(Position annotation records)
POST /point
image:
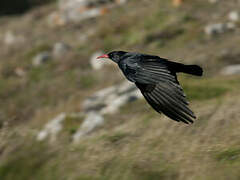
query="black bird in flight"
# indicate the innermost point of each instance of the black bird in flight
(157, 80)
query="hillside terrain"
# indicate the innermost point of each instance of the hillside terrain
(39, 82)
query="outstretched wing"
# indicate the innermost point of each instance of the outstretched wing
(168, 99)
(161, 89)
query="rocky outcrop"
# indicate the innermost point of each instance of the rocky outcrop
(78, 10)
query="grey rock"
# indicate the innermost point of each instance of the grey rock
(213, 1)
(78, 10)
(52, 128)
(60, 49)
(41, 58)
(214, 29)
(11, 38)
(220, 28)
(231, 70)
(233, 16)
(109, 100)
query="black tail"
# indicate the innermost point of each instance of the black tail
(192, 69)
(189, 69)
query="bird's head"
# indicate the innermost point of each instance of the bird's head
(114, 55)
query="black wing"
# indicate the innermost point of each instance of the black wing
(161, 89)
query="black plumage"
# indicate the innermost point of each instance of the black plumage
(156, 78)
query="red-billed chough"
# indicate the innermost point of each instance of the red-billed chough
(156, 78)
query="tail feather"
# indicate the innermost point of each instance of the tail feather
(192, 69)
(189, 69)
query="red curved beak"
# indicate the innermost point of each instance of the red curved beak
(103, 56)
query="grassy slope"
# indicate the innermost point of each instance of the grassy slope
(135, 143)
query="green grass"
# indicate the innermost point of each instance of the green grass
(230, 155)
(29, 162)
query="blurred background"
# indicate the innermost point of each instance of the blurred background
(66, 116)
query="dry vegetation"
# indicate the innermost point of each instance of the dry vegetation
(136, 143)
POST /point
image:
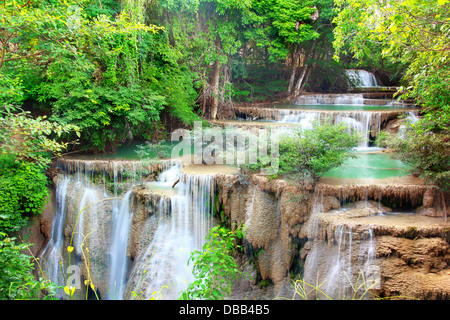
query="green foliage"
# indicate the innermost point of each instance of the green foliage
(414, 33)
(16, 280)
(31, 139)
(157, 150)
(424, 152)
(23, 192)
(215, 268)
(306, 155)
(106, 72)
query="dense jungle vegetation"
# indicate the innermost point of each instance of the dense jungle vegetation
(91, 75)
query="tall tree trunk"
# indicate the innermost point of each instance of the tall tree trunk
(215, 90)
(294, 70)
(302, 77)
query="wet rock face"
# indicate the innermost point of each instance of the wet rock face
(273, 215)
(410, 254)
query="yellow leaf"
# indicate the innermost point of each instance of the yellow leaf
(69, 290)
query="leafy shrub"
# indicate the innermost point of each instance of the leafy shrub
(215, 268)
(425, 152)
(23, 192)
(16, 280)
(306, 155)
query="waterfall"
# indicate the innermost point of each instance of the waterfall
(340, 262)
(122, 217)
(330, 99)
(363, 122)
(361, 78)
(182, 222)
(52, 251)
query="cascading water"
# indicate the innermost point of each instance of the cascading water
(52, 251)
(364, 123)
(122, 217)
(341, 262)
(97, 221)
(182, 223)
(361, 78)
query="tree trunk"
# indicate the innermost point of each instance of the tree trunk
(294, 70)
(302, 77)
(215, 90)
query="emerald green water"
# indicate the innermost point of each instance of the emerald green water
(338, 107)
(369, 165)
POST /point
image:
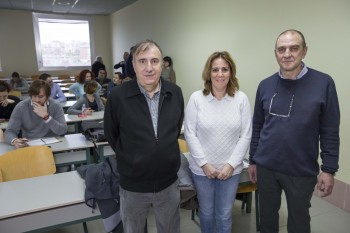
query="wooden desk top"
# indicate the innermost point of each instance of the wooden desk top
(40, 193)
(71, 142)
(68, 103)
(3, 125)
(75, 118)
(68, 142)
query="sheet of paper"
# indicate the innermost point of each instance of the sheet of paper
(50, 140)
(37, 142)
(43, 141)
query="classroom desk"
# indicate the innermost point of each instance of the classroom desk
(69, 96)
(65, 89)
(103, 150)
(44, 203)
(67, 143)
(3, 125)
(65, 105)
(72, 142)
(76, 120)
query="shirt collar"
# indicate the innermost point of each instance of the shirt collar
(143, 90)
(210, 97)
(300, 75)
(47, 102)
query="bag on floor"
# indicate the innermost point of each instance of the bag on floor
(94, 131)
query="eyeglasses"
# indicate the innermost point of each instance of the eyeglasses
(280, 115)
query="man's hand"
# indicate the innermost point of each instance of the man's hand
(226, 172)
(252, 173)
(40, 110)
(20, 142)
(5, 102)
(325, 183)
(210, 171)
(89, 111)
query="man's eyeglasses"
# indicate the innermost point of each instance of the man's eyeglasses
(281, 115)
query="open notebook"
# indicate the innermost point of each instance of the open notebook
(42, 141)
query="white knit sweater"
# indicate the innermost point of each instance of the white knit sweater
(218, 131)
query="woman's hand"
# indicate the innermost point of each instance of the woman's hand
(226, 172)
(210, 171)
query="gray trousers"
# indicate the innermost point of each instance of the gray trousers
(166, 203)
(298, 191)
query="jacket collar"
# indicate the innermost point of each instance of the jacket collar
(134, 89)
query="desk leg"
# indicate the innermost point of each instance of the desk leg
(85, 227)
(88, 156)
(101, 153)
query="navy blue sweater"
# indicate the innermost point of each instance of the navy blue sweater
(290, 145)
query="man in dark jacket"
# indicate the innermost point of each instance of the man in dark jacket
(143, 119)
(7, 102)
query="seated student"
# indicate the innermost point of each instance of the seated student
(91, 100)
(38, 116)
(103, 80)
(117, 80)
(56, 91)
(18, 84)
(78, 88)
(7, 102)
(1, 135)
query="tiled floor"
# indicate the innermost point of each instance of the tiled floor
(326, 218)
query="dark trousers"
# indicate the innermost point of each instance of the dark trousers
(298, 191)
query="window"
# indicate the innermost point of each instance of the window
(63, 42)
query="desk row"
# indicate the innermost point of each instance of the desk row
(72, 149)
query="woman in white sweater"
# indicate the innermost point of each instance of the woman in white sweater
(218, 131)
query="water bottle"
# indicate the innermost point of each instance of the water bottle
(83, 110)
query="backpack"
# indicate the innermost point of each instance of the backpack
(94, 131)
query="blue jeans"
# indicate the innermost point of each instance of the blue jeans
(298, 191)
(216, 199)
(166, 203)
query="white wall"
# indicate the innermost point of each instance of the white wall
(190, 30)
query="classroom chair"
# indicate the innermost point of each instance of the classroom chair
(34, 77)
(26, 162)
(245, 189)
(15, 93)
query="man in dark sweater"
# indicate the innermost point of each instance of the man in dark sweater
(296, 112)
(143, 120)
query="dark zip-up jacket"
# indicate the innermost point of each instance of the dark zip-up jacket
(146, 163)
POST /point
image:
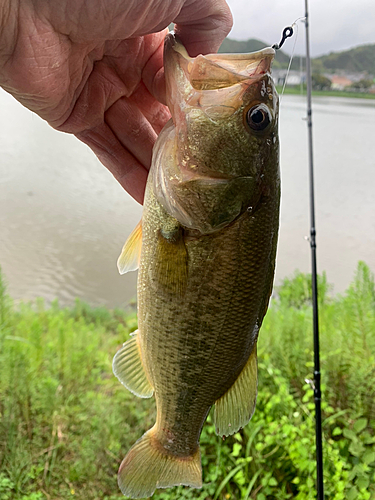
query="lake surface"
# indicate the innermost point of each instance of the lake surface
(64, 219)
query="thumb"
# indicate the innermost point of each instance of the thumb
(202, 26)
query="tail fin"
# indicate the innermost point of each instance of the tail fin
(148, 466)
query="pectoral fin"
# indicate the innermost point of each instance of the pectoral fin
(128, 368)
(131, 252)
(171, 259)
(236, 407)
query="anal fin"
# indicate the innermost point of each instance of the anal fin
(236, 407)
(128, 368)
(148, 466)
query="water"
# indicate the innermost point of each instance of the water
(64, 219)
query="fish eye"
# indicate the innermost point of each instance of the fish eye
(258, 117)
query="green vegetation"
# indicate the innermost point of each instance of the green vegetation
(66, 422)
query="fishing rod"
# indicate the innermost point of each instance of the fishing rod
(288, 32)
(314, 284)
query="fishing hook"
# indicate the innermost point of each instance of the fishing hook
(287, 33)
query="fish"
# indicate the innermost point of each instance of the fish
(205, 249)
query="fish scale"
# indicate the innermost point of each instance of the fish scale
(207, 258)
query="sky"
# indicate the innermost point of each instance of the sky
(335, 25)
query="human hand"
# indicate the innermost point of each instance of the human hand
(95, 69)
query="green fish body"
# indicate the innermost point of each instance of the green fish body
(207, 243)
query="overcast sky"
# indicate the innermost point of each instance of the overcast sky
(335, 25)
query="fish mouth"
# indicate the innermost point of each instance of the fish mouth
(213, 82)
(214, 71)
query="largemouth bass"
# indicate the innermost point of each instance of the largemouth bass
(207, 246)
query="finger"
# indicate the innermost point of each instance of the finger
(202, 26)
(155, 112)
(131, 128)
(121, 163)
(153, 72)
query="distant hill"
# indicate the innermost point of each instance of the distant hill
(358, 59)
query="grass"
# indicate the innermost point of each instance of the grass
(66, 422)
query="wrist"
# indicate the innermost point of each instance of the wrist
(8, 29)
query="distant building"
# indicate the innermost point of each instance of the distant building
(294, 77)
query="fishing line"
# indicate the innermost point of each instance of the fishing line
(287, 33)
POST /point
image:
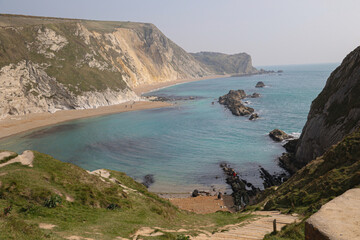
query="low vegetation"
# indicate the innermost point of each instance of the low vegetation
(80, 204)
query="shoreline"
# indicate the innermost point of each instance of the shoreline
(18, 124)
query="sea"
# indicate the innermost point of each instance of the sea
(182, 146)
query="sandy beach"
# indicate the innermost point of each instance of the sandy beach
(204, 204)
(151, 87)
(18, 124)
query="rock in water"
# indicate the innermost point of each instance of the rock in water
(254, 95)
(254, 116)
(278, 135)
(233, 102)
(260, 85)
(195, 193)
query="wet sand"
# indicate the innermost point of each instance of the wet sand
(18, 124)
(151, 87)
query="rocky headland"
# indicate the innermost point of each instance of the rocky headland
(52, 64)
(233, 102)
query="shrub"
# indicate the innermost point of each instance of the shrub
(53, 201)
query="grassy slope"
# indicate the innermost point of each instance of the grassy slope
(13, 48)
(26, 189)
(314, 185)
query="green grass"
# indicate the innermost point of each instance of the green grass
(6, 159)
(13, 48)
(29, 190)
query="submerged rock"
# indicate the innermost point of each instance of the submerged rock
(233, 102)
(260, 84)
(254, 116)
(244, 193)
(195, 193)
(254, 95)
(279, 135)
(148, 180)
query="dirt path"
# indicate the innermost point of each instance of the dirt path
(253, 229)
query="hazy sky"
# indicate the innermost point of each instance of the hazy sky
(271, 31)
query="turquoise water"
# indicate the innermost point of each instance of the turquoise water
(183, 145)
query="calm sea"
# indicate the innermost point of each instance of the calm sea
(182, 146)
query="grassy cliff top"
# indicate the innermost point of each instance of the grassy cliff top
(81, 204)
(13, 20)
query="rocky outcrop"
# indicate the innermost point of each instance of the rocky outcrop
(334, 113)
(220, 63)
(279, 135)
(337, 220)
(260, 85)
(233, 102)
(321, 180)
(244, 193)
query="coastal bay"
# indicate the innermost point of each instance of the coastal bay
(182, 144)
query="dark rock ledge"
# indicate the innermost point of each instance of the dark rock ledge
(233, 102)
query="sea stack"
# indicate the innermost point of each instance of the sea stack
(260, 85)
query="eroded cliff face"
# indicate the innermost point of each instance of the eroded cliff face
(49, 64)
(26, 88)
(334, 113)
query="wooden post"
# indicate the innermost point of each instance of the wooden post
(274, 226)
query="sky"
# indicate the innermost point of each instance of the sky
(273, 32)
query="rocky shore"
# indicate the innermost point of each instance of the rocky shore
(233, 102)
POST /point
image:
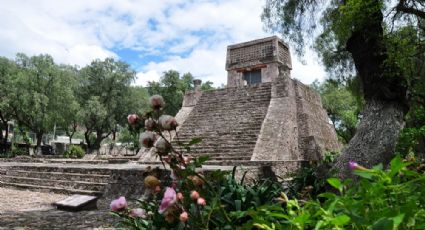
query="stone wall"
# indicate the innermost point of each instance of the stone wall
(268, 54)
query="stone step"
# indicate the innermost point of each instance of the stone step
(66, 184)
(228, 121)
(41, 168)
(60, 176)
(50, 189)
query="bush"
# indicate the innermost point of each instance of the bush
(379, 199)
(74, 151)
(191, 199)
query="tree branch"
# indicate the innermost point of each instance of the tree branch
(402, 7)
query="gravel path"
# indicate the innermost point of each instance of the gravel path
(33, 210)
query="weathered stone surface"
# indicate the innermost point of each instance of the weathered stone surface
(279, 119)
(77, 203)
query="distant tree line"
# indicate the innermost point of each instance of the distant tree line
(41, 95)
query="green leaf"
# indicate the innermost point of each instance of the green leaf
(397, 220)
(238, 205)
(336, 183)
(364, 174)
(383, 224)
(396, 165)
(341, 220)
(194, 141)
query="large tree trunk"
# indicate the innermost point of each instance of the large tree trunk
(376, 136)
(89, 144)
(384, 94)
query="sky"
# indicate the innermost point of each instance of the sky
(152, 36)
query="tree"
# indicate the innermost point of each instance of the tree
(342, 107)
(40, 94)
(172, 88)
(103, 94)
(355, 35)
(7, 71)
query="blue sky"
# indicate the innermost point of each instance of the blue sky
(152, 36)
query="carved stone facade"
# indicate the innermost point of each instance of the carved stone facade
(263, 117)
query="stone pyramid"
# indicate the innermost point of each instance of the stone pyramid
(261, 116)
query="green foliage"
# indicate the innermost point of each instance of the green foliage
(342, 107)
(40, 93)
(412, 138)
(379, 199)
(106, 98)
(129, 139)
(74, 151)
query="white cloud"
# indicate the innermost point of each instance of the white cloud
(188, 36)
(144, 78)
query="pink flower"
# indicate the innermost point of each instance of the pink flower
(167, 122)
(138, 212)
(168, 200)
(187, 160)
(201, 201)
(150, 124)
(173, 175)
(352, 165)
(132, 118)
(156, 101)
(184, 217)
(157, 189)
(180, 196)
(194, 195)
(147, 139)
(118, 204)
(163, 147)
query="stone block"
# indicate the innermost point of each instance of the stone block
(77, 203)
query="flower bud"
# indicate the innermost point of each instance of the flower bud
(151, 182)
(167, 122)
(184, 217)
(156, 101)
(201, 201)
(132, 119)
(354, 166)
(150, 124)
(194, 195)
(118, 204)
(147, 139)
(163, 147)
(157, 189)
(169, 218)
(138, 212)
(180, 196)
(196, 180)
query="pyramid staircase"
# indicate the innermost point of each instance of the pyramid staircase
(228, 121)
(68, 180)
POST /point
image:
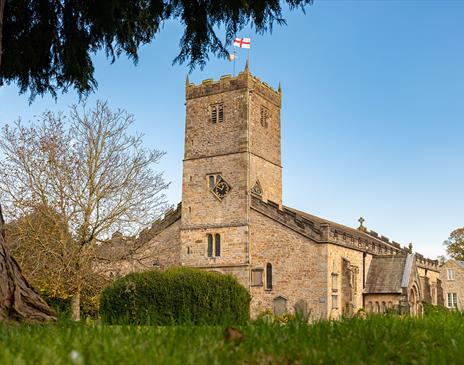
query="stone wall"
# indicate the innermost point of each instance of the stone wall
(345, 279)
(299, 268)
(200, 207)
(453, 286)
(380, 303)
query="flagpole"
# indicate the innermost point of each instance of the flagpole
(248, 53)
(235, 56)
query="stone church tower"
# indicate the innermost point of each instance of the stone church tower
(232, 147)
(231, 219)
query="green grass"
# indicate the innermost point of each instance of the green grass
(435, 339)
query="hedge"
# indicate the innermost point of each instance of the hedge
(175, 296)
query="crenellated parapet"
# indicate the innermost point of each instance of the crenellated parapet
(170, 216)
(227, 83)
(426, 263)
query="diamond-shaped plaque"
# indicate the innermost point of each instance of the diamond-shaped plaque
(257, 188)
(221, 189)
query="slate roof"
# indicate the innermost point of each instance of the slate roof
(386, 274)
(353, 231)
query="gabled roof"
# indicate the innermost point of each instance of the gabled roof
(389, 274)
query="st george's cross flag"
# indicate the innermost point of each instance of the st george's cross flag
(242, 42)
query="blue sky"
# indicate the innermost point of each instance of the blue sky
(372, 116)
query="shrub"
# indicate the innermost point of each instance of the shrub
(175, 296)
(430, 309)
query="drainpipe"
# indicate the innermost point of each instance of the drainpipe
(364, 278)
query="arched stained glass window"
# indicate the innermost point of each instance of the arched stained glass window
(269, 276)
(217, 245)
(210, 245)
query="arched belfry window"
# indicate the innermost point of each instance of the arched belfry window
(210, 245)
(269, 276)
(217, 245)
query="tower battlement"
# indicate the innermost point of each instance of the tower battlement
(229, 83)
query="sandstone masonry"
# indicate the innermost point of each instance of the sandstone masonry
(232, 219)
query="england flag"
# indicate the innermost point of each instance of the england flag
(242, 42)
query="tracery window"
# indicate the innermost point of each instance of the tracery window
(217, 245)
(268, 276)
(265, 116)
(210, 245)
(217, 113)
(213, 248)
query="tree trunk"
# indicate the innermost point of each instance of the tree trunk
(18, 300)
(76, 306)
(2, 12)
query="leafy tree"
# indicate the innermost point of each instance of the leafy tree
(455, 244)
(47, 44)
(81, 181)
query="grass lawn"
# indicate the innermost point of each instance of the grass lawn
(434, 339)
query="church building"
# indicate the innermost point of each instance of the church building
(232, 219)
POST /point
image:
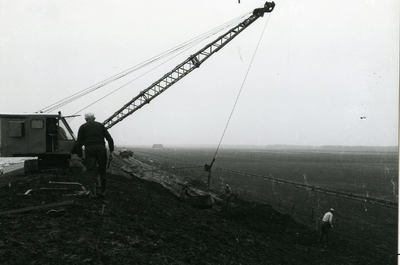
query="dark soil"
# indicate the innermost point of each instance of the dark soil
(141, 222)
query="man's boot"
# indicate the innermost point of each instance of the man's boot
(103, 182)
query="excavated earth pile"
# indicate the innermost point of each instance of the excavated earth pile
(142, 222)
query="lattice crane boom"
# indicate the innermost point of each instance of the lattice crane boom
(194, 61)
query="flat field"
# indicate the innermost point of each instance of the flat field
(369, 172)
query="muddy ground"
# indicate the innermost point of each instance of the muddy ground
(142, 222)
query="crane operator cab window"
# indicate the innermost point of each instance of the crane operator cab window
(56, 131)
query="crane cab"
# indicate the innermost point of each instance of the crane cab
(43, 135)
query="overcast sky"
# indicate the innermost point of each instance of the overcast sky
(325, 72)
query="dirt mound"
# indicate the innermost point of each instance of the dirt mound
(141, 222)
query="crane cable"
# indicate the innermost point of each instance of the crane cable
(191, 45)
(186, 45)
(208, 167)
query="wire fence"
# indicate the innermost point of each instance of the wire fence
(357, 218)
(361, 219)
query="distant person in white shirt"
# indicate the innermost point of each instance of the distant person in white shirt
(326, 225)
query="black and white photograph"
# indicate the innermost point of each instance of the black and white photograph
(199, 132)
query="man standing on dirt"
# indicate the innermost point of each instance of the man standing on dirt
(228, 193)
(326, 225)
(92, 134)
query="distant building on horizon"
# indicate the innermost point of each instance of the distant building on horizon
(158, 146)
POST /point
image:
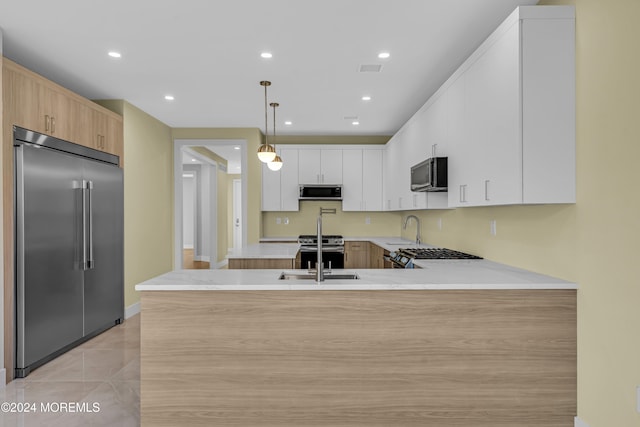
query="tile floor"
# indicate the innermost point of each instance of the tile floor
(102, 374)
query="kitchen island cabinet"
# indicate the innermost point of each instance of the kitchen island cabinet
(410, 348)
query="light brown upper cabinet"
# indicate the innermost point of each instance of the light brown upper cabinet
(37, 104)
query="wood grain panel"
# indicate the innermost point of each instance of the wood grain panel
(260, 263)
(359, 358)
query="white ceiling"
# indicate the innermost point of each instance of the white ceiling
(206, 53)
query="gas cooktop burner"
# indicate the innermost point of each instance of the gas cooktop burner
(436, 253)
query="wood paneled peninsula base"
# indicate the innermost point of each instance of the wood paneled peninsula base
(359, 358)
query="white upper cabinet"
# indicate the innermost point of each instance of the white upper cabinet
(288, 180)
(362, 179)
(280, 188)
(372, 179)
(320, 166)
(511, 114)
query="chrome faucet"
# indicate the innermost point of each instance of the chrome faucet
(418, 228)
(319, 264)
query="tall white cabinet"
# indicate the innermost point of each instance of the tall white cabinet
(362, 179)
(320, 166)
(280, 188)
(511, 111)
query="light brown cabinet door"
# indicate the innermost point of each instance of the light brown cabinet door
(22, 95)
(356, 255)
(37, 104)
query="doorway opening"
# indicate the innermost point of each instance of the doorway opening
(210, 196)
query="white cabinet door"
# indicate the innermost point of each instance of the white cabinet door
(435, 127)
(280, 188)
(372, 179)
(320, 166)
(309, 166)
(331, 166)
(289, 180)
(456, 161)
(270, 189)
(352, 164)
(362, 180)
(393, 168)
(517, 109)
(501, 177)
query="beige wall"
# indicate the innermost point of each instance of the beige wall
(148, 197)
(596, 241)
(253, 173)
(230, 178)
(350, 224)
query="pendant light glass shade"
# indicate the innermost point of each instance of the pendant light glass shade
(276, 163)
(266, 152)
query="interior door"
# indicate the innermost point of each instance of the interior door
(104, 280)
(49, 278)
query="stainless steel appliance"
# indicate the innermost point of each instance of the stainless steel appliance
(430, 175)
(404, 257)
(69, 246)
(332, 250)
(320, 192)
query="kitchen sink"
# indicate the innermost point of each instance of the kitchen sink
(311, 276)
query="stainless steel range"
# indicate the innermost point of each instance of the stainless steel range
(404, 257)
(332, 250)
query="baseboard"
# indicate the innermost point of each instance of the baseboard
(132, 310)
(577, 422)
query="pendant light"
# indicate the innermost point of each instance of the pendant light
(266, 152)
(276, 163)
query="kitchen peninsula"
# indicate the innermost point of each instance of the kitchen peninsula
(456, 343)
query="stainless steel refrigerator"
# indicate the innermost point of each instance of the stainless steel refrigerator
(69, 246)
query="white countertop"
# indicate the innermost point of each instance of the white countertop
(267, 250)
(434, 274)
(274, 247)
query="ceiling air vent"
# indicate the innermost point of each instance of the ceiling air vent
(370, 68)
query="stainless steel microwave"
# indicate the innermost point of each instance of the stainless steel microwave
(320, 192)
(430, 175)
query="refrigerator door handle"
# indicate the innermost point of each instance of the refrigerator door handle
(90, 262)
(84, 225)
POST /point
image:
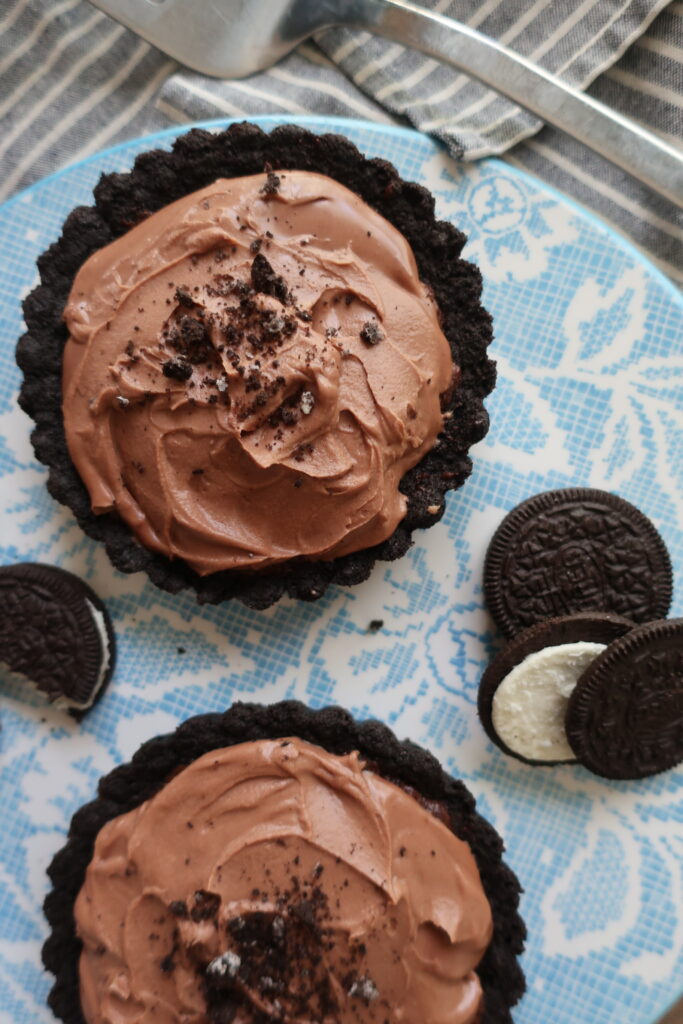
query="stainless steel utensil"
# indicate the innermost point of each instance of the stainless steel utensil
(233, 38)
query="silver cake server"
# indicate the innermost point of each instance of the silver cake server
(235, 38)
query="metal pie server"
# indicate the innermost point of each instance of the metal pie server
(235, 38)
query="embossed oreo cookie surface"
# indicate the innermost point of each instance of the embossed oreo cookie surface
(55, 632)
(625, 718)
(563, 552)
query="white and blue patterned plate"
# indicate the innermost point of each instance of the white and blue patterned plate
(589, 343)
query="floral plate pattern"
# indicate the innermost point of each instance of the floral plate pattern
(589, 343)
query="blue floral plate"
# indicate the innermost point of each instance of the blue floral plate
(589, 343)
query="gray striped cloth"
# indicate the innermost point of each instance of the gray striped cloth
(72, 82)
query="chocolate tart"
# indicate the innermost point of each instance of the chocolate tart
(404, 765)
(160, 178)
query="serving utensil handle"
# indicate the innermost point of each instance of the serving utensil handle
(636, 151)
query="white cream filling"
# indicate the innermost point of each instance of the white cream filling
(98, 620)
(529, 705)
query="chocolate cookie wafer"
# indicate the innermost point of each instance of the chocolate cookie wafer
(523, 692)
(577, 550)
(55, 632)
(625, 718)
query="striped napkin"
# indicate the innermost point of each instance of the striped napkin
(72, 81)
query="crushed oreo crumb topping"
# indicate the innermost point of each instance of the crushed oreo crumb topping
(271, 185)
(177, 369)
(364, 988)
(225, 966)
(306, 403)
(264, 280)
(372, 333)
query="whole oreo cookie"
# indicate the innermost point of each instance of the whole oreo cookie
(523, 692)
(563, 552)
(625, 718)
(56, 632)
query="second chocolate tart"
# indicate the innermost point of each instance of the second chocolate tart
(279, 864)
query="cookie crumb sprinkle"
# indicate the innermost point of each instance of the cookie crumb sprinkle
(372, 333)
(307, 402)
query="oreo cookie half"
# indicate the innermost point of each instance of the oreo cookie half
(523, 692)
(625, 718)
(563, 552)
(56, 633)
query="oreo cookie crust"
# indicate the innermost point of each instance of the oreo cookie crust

● Exercise description
List every line of the rows above that contains the string "cloth", copying each line in full.

● Expected answer
query="gray striped cloth"
# indicate the innermost point of each instance of the gray striped cloth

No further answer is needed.